### [Testo estratto]
%%
La Juventus è meno forte di quanto si dica. Paga i risultati e la sua opposizione al calcio Playstation. Uno che gioca a due punte va dichiarato patrimonio dell’Unesco

Ma Allegri è anche l’uomo che non cerca alibi, oltre a essere un panda in questo football
Torino 14/07/2021 - raduno Juventus / foto Image Sport nella foto: Massimiliano Allegri

Il tiro al piccione su Massimiliano Allegri è il gioco del momento. I motivi sono tanti. Il più concreto, e condivisibile, è legato ai risultati della Juventus che lui sta guidando per la seconda stagione consecutiva. Il primo anno è finito con un quarto posto che a Vinovo non può che essere considerato modesto. Due sconfitte patite dall’Inter – entrambe in rimonta ed entrambe ai supplementari – in Supercoppa e in finale di Coppa Italia. E una eliminazione in Champions, contro il Villarreal, molto simile alla sconfitta dell’altra sera contro il Benfica: buon avvio, poi scioglimento progressivo. Ricapitolando, lo scorso anno zero tituli.
%%
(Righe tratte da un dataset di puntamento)
%%
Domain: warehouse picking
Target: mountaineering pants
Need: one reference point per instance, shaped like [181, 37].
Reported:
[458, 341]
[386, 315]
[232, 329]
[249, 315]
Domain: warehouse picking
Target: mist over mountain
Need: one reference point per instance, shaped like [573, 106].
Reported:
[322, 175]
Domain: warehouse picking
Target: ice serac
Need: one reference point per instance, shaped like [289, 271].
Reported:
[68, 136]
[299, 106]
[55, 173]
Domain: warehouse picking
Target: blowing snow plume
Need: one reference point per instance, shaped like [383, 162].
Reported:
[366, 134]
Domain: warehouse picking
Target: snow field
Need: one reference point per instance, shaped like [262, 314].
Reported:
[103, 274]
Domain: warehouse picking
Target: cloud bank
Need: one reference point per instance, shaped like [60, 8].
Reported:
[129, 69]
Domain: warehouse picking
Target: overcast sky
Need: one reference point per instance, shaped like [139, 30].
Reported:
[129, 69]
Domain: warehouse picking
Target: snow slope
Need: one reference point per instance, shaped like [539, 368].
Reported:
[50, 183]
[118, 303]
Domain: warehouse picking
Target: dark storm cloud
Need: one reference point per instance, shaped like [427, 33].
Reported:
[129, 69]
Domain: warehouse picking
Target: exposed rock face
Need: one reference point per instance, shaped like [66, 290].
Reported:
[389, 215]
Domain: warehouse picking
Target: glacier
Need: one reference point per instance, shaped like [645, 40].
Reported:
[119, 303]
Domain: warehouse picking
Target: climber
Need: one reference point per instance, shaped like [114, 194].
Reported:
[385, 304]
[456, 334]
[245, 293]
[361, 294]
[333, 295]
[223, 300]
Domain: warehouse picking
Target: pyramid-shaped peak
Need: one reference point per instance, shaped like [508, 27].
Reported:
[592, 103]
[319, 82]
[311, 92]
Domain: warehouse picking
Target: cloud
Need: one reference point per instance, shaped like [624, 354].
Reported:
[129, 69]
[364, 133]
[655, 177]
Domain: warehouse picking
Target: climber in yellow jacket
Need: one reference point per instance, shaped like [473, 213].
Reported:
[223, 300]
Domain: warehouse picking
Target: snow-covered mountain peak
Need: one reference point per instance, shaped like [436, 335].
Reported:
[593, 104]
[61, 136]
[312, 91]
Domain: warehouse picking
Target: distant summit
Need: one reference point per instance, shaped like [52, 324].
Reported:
%%
### [Consegna]
Estrai dall'articolo su Allegri il passaggio che va da "Il tiro al piccione" a "anno zero tituli.", riportandolo alla lettera.

### [Esercizio svolto]
Il tiro al piccione su Massimiliano Allegri è il gioco del momento. I motivi sono tanti. Il più concreto, e condivisibile, è legato ai risultati della Juventus che lui sta guidando per la seconda stagione consecutiva. Il primo anno è finito con un quarto posto che a Vinovo non può che essere considerato modesto. Due sconfitte patite dall’Inter – entrambe in rimonta ed entrambe ai supplementari – in Supercoppa e in finale di Coppa Italia. E una eliminazione in Champions, contro il Villarreal, molto simile alla sconfitta dell’altra sera contro il Benfica: buon avvio, poi scioglimento progressivo. Ricapitolando, lo scorso anno zero tituli.